[Tarea planteada 1]: Copia el fragmento del texto sobre el festival de cine desde "En un panorama" hasta "de excavación social.", sustituyendo "resistencia narrativa" por "resistencia cultural".
[Tarea planteada 2]:
Responde con los datos del texto sobre el festival de cine:
(a) ¿En qué año nació el festival?
(b) ¿Qué cargo ocupa Tania Fernández?
(c) ¿Qué número de edición se inauguraba?

Inauguración del Festival Internacional del Nuevo Cine Latinoamericano. Foto: Thalía Fuentes/ Cubadebate

El Festival Internacional del Nuevo Cine Latinoamericano de La Habana nunca ha sido solo un evento; desde su génesis, se constituyó como un proyecto cultural y político fundacional. Nació en 1979 como una respuesta colectiva y una trinchera necesaria. Su propósito cardinal fue –y sigue siendo– contrarrestar el monopolio de la distribución imperial, desafiar el relato único impuesto por las metrópolis culturales y, sobre todo, definir y defender una cinematografía propia.

Esta no se mide por su presupuesto o su pulido técnico, sino por su capacidad para interrogar la realidad, exhumar la memoria colectiva y dar voz a los sujetos históricamente silenciados por el poder.

Como subrayó Tania Fernández, directora del festival, en la inauguración de esta 46 edición, se trata de un espacio consagrado al “cine que asume su responsabilidad histórica, el que no esquiva el conflicto y entiende que la belleza también reside en la verdad, por cruda que esta sea”. Este principio fundacional transforma cada proyección en un acto de afirmación y cada sala en un ámbito de reflexión crítica.

En un panorama global donde los grandes festivales a menudo funcionan como termómetros del mercado o correas de transmisión de estéticas globalizadas, el Festival del Nuevo Cine Latinoamericano se erige como un espacio de resistencia narrativa. Su programación es un ejercicio curatorial conscientemente político, que privilegia las películas que realizan un trabajo de excavación social.

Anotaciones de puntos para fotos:
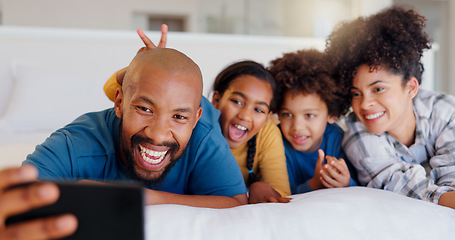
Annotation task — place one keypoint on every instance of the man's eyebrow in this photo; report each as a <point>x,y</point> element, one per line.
<point>144,99</point>
<point>258,102</point>
<point>369,85</point>
<point>182,109</point>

[Respuesta completa 1]:
En un panorama global donde los grandes festivales a menudo funcionan como termómetros del mercado o correas de transmisión de estéticas globalizadas, el Festival del Nuevo Cine Latinoamericano se erige como un espacio de resistencia cultural. Su programación es un ejercicio curatorial conscientemente político, que privilegia las películas que realizan un trabajo de excavación social.

[Respuesta completa 2]:
(a) En 1979.
(b) Es la directora del festival.
(c) La 46 edición.